Problem: Beginning with the line containing "of the round", give every line again exactly as it is, ending with the last line of the entries.

Data for this task:
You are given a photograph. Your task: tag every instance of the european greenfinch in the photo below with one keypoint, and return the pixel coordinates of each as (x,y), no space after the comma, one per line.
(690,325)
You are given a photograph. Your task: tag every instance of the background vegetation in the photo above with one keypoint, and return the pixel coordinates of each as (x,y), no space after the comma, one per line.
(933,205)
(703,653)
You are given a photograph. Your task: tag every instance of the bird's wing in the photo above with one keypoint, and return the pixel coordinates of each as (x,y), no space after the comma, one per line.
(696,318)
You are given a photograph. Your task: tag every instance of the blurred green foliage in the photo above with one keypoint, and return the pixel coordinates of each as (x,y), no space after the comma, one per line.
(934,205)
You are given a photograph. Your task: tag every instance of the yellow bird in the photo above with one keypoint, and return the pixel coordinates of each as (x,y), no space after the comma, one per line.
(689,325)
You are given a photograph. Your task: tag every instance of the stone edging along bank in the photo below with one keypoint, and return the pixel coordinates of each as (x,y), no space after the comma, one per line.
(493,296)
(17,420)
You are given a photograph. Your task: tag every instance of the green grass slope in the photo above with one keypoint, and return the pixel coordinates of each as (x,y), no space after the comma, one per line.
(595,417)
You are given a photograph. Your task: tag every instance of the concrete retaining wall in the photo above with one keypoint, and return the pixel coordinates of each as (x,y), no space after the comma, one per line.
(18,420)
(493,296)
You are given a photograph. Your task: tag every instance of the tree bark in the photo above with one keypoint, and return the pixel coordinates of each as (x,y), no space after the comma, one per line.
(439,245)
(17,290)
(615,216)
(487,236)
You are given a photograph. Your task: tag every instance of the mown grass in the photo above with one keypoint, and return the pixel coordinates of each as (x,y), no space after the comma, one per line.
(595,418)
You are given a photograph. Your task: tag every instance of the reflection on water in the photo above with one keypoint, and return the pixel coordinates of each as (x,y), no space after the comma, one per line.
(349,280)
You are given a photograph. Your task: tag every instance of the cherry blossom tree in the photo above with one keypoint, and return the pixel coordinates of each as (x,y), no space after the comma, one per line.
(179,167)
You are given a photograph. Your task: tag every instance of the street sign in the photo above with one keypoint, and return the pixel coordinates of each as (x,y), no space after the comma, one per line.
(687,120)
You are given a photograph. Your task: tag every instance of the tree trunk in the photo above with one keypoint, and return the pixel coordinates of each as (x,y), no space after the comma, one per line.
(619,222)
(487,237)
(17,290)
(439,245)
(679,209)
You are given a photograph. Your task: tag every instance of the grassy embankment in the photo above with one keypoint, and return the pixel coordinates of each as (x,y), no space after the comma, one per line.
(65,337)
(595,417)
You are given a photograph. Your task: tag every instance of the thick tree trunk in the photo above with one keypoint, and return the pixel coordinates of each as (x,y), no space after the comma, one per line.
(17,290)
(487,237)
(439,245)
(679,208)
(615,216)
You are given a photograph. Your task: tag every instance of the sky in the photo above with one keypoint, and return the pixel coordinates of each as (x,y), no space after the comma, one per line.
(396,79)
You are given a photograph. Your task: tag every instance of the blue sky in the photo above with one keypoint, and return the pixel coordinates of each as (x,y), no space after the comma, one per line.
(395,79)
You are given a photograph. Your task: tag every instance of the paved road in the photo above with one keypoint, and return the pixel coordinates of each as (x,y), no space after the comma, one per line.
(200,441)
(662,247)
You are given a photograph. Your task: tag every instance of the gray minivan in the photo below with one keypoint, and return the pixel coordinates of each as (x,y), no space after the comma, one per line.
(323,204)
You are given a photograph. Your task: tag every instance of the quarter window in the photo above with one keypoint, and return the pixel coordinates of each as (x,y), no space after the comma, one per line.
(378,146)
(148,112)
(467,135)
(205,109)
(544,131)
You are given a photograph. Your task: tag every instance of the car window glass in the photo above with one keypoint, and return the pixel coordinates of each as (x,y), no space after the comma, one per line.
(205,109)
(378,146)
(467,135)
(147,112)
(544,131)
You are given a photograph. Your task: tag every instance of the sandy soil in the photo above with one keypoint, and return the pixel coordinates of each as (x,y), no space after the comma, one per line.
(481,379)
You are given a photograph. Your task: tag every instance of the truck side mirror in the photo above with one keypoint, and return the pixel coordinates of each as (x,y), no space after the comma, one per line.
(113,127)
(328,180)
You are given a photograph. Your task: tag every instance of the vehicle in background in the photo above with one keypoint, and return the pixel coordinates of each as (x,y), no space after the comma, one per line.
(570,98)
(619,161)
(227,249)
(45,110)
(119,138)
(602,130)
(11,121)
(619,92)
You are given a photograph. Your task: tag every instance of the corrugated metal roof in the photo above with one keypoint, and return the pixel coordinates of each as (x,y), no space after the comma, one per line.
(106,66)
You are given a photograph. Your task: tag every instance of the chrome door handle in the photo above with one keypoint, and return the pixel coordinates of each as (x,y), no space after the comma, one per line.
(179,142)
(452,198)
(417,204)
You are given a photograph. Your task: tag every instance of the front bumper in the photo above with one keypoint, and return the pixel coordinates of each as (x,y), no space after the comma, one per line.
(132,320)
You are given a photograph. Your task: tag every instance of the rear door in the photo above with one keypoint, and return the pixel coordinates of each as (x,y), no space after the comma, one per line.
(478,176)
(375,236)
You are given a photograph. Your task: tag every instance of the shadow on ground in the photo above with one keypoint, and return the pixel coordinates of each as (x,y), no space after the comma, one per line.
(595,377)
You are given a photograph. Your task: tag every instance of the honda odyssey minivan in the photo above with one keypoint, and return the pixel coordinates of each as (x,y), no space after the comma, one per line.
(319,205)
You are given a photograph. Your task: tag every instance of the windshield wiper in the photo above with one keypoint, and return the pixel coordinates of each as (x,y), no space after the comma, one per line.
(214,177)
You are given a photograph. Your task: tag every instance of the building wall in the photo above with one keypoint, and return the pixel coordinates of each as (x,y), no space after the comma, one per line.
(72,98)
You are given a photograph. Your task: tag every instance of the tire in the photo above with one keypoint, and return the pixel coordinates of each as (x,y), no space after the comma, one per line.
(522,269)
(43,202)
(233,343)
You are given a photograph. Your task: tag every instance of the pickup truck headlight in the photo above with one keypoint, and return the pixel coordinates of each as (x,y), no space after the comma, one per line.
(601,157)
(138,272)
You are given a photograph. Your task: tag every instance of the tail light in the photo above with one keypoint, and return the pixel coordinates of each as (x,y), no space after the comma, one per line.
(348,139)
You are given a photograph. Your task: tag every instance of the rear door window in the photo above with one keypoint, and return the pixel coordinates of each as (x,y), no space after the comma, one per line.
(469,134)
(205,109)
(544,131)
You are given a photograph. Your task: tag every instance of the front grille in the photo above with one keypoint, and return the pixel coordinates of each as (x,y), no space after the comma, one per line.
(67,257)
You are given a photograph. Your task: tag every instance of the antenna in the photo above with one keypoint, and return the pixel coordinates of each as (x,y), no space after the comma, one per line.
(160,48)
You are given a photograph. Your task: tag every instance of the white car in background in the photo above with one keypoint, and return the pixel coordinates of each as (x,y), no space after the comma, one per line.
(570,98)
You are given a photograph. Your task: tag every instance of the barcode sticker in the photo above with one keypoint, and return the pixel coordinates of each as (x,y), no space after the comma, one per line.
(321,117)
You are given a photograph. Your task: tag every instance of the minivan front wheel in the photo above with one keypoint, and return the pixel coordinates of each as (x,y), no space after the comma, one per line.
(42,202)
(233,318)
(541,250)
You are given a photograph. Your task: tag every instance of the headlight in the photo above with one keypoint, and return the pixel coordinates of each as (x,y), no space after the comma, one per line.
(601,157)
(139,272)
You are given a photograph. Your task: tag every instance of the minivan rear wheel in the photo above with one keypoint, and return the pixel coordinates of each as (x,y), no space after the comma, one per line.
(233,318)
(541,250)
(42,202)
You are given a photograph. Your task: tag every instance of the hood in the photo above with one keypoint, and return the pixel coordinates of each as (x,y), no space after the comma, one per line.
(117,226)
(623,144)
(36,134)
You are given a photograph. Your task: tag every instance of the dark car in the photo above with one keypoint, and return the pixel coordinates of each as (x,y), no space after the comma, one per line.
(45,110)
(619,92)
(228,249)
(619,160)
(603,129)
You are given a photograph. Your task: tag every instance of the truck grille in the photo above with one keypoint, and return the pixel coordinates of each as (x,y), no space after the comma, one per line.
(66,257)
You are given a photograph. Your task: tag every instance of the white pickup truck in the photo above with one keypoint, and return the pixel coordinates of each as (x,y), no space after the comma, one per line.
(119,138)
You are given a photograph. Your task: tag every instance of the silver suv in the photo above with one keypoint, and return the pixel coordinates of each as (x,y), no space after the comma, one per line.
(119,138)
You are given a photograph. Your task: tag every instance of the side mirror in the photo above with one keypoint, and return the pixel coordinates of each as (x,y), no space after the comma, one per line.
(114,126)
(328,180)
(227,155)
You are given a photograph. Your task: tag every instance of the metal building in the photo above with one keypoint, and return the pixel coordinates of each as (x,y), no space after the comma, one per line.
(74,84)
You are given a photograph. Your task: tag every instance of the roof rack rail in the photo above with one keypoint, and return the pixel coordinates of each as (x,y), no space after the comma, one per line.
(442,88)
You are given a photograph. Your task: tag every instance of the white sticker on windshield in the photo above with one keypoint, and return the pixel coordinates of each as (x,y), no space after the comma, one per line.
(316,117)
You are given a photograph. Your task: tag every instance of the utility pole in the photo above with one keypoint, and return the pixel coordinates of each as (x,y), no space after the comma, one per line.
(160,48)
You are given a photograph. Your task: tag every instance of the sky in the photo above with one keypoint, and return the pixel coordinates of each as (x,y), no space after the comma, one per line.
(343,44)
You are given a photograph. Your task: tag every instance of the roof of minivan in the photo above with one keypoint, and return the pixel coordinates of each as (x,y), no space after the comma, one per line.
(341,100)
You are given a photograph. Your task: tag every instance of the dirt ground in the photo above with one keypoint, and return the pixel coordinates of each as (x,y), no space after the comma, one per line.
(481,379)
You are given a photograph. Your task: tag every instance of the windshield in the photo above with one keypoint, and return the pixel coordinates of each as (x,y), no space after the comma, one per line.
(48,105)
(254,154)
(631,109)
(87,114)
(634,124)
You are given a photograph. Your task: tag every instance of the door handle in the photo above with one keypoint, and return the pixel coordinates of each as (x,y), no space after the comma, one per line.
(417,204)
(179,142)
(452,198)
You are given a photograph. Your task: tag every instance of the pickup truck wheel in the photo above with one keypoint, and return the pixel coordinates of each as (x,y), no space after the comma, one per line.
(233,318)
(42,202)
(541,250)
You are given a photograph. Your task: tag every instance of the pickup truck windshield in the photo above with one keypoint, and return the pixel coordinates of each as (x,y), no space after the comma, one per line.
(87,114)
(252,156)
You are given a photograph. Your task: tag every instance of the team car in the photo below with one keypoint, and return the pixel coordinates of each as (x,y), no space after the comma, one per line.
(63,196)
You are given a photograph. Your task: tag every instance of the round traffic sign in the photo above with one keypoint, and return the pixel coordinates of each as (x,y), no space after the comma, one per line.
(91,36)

Task answer:
You are given a photograph. Your task: tag every instance of the round traffic sign in the photo above with one keypoint, and return the pixel coordinates of each as (x,y), no space after the comma, one per line.
(91,36)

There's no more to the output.